Text segment -
—————

To protect jobs and avoid lay-offs the Spanish government introduced guidance on employment law measures on 17 March for the Temporary Collective Redundancy & Re-Organization Procedure (ERTE), these measures were extended on 12 May (RD18/2020 and will continue in force until 30 June:
- ERTE by reason of the COVOD-19 force majeure event. This allows employers who are effectively prevented from carrying in business by the pandemic to suspend contracts of employment and/or reduce employees’ working time.
- ERTE on economic, technical or organizational grounds or grounds of production (ETOP)
Where the business is adversely affected by the pandemic but the force majeure conditions are not met, the employer may suspend contracts of employment and/or reduce employees’ working time on economic, technical or organizational grounds or grounds of production (“ETOP grounds”).
As regards temporary, or fixed-term, contracts which are affected by the ERTE on force majeure or ETOP grounds, the effect is to suspend the computation of the contract duration for the time the ERTE lasts. Time starts to run again once the ERTE ends.
The foregoing measures may be extended until, at the latest, 30 June 2020. (In the case of so-called “fixed-discontinuous contacts”, or permanent seasonal contacts, the time limit is 31 December).

—————

Supplied information -
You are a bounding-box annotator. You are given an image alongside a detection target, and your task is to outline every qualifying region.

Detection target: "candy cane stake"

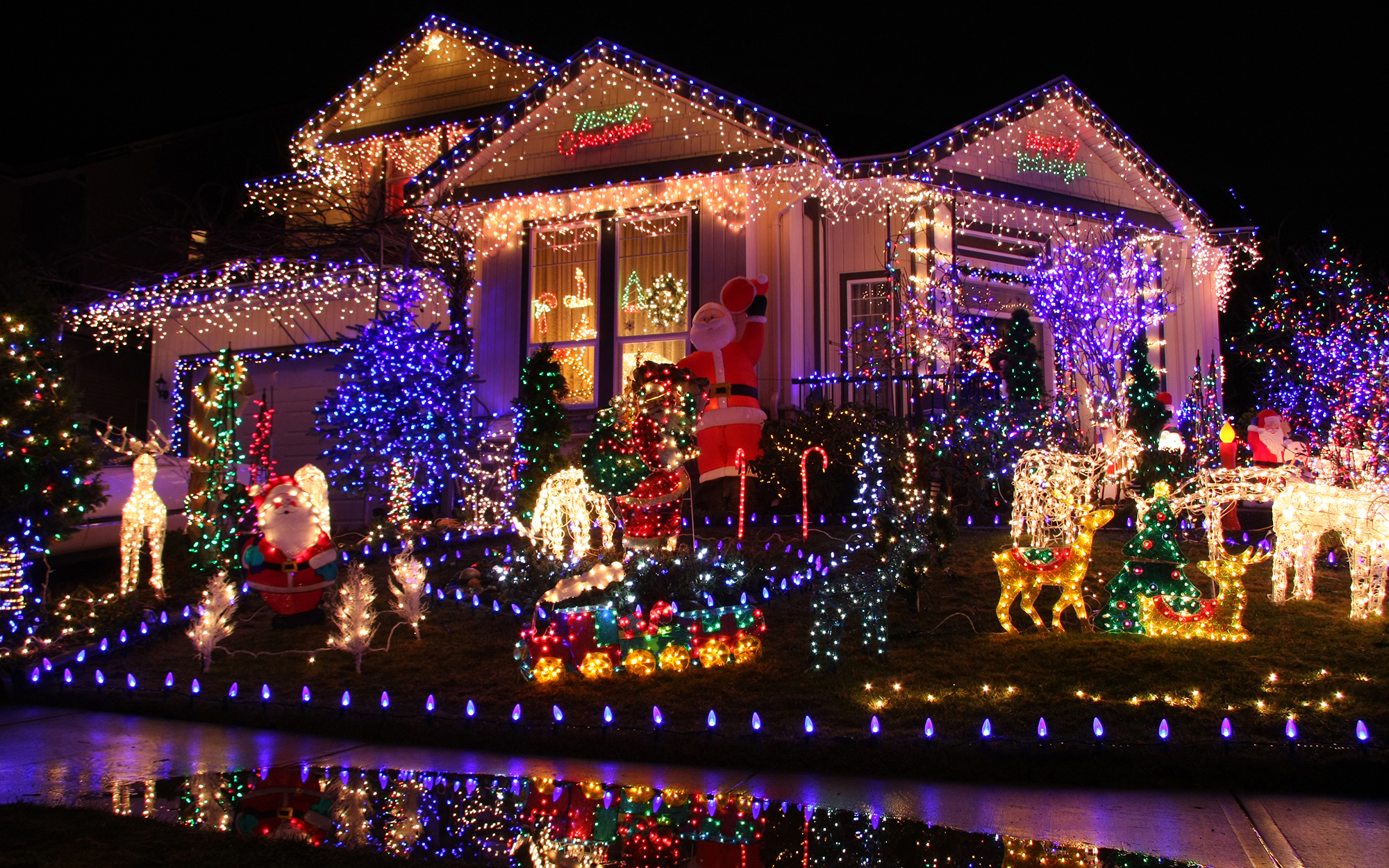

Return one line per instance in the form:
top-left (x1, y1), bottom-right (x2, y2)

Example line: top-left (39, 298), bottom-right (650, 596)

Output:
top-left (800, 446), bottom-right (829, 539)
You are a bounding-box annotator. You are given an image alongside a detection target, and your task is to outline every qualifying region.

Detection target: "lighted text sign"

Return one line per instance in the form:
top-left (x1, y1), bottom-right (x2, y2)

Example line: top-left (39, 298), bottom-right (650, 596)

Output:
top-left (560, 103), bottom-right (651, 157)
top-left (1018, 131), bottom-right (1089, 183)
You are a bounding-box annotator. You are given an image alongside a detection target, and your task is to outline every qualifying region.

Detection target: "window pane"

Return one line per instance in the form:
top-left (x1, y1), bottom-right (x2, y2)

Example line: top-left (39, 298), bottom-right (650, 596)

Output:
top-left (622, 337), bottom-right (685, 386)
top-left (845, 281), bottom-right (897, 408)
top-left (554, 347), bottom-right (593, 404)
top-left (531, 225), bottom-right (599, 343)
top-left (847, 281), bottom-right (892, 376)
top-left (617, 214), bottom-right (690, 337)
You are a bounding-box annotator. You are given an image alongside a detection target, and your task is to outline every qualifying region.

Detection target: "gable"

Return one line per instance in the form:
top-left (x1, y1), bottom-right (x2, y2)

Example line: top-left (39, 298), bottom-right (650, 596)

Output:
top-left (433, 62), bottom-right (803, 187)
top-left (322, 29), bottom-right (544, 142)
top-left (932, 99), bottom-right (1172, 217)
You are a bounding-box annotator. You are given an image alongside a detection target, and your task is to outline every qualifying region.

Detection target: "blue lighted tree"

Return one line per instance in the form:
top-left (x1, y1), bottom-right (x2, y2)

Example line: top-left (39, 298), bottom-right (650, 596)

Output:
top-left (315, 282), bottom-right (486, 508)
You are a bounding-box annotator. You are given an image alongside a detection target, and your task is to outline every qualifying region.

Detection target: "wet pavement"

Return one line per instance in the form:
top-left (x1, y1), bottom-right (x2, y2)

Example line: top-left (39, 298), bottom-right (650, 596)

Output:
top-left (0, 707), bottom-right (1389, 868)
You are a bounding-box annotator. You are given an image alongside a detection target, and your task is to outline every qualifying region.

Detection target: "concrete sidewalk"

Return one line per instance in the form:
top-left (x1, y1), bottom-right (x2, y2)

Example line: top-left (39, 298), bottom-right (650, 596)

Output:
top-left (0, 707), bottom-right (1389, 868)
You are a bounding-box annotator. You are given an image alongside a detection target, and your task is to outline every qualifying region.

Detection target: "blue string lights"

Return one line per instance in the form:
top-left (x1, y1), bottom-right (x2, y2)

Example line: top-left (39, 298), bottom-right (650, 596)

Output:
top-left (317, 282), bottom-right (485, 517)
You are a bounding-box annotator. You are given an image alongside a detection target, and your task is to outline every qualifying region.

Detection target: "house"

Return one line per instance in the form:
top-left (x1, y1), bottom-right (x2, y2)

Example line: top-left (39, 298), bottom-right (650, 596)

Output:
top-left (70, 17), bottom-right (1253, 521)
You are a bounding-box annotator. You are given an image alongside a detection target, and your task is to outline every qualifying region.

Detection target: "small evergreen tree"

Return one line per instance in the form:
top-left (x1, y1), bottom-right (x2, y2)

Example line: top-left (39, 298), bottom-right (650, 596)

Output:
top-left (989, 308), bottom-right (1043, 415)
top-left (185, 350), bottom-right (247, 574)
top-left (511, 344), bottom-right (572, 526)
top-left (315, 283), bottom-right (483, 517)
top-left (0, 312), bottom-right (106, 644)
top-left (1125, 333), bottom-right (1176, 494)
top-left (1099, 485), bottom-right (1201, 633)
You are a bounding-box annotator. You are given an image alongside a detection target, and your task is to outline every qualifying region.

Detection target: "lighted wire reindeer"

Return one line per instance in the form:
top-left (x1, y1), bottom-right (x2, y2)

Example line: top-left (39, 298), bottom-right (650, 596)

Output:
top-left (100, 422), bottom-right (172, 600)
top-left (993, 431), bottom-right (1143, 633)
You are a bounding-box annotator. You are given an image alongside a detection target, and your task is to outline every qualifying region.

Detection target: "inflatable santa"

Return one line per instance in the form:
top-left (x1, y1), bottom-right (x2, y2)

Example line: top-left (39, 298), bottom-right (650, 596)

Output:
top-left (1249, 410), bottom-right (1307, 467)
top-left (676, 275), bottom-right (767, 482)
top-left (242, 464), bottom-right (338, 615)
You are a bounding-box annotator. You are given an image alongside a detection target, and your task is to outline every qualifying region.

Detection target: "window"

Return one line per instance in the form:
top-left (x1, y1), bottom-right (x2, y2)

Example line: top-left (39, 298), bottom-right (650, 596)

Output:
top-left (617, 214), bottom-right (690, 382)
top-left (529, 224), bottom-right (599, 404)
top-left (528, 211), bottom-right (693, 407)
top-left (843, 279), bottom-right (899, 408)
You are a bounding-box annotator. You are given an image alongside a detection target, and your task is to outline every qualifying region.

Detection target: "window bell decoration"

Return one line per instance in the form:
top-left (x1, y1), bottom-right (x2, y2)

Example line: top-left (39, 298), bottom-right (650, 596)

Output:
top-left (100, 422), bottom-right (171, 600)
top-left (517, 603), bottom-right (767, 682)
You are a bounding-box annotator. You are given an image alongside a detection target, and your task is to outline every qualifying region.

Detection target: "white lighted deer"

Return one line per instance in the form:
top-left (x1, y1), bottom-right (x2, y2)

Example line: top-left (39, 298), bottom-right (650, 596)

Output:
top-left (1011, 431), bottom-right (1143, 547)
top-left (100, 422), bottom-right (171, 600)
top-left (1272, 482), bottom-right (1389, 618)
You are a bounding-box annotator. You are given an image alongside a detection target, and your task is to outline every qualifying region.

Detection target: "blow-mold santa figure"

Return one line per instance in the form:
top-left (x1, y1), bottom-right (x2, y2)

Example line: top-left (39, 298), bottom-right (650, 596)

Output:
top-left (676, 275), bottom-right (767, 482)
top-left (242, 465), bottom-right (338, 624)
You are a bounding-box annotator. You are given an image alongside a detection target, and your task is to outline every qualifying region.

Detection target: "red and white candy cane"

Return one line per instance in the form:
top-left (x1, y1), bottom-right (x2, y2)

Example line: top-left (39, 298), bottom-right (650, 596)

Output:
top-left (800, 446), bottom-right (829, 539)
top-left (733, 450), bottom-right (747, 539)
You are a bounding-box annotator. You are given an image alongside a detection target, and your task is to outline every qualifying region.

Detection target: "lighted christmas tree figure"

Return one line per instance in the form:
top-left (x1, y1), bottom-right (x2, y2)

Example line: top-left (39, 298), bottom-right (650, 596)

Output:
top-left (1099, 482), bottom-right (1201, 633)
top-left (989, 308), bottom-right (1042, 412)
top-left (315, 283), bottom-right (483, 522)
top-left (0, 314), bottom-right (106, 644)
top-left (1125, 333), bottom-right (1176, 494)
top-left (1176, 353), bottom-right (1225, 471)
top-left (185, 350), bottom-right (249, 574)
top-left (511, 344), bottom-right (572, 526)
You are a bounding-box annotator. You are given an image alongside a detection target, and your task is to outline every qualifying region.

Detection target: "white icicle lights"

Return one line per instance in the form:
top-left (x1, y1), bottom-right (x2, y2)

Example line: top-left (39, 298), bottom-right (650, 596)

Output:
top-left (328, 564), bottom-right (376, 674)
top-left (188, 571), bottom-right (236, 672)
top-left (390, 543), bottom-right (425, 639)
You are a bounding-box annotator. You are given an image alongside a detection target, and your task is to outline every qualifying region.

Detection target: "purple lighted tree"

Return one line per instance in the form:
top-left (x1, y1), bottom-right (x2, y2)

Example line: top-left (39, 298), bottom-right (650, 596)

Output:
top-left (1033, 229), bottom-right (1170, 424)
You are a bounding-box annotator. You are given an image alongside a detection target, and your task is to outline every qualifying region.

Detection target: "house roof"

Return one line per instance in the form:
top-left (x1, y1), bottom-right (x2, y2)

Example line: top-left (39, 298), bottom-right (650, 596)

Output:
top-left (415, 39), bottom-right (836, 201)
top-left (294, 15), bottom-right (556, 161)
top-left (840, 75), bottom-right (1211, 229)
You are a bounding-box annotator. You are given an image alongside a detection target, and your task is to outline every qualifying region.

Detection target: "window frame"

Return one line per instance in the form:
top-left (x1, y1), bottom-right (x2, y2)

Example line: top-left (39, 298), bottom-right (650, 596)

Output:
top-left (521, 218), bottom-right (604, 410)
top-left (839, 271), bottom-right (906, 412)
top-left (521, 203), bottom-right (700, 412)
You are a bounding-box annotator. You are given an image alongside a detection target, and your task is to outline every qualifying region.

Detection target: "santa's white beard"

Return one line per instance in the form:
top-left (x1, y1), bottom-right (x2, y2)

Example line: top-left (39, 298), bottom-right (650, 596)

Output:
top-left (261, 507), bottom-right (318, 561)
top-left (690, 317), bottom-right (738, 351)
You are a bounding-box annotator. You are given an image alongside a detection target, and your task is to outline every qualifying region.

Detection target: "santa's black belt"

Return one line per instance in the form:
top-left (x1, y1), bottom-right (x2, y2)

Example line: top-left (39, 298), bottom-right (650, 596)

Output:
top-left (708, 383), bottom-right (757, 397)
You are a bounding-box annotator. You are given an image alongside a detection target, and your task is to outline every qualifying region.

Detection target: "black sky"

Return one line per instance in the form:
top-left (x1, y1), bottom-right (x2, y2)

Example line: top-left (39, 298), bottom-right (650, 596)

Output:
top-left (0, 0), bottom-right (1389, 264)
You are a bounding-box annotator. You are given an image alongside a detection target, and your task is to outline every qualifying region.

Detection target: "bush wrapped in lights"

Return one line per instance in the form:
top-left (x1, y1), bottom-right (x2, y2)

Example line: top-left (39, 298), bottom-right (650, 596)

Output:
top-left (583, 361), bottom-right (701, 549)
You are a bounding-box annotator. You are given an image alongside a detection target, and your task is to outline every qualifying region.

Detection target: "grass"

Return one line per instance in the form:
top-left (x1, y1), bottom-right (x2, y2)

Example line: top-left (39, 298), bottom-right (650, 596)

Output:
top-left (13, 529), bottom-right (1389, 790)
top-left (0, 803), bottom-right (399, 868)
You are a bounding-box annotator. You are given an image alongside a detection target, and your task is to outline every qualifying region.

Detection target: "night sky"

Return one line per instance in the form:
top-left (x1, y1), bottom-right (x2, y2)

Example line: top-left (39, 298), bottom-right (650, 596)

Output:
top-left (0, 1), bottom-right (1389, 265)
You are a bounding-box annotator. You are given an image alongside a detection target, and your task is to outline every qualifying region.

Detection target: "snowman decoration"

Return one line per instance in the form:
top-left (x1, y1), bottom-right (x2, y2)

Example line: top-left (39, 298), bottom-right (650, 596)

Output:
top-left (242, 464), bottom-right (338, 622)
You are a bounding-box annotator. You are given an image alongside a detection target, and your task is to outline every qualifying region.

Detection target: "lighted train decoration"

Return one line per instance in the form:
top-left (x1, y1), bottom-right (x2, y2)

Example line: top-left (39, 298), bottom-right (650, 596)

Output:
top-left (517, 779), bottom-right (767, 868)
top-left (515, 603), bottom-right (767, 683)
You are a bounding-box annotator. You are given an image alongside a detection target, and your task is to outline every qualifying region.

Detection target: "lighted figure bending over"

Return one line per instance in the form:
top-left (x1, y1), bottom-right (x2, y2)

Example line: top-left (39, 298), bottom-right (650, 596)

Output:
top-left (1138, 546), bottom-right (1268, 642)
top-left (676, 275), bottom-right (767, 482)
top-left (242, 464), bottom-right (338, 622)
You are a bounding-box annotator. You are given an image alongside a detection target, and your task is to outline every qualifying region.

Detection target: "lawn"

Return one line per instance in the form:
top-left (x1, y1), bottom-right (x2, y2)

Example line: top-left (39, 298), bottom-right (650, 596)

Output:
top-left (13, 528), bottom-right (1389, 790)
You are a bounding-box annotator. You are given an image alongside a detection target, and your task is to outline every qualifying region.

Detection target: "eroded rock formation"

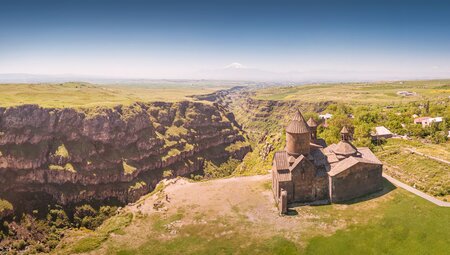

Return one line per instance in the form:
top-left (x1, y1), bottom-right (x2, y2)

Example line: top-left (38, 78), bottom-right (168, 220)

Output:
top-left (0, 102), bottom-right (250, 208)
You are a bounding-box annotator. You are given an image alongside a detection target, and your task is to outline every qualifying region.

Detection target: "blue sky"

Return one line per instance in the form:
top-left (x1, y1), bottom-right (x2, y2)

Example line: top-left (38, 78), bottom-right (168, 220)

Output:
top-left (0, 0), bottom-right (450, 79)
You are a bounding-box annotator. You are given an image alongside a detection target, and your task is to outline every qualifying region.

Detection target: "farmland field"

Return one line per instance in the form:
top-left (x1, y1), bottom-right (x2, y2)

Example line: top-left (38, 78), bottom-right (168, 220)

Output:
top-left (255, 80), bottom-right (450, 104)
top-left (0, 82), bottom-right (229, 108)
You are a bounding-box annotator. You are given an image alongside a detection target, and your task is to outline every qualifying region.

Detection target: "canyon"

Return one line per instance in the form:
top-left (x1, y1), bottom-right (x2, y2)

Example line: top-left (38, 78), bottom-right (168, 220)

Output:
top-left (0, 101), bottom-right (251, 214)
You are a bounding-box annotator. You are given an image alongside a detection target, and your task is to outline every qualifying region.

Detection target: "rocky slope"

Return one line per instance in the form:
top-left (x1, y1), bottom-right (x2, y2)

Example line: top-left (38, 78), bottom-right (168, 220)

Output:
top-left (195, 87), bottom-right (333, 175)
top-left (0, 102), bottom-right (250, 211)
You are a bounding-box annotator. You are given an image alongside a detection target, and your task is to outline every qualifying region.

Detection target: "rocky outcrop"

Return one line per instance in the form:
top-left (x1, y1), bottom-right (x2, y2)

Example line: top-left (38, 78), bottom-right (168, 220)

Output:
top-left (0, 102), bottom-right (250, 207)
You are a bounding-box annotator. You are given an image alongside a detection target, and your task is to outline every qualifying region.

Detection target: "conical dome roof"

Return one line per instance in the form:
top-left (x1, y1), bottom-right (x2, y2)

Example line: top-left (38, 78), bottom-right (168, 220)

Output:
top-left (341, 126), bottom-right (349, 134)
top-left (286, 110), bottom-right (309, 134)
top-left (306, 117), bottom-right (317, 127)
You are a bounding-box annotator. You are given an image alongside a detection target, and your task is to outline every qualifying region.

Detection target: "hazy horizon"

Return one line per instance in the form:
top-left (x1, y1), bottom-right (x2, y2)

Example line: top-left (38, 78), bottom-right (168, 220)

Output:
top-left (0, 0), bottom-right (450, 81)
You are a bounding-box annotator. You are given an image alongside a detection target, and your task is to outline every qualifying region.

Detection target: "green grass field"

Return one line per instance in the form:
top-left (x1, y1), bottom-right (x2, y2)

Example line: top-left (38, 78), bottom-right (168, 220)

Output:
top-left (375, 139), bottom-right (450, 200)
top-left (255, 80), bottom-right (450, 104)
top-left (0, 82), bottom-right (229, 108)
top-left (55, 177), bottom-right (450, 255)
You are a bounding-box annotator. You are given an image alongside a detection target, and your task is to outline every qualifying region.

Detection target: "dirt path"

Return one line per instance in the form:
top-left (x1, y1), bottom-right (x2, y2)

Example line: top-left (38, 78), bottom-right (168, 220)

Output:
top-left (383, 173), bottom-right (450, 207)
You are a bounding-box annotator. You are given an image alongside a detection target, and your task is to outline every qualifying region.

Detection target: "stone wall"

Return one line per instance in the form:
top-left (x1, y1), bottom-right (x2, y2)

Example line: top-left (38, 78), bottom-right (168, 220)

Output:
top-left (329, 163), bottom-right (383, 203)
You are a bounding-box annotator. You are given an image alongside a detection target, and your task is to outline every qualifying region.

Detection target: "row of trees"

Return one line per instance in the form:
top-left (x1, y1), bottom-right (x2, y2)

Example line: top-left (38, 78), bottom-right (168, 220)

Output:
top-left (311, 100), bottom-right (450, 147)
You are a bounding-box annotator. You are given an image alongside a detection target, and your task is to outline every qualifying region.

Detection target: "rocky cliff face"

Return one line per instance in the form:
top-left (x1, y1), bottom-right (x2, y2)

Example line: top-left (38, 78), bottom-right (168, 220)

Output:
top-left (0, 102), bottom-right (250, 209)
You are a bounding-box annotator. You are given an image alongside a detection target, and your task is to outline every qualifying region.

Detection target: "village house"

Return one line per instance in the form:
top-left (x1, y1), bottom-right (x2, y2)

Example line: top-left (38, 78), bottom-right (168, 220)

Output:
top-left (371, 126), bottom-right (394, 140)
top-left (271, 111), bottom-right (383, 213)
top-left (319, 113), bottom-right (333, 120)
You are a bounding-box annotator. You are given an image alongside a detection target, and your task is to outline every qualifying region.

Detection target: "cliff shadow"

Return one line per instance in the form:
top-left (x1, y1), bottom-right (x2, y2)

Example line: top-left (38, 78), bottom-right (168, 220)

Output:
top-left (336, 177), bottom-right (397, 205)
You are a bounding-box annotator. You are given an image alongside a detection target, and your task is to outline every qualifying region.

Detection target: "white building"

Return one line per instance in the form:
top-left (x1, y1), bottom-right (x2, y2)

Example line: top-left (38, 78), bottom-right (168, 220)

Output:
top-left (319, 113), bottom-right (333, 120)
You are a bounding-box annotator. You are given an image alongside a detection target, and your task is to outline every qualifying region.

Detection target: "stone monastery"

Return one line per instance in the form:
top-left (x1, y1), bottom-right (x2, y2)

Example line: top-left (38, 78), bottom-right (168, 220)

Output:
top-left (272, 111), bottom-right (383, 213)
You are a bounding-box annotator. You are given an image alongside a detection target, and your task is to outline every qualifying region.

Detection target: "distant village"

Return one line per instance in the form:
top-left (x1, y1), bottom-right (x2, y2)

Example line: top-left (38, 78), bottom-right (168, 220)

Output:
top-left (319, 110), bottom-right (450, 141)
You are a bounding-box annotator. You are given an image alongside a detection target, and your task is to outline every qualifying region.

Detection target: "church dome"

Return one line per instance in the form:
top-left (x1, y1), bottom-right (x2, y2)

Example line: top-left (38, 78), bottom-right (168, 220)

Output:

—————

Answer these questions from the text on Spain's ERTE employment measures:
1. On what date did the Spanish government introduce the guidance?
2. What happens to the running of a temporary or fixed-term contract's duration while an ERTE lasts?
3. What time limit applies to fixed-discontinuous, or permanent seasonal, contracts?
The rows are separate material and are not connected to the text.

Solved exercise -
1. 17 March.
2. It is suspended for as long as the ERTE lasts and starts to run again once the ERTE ends.
3. 31 December.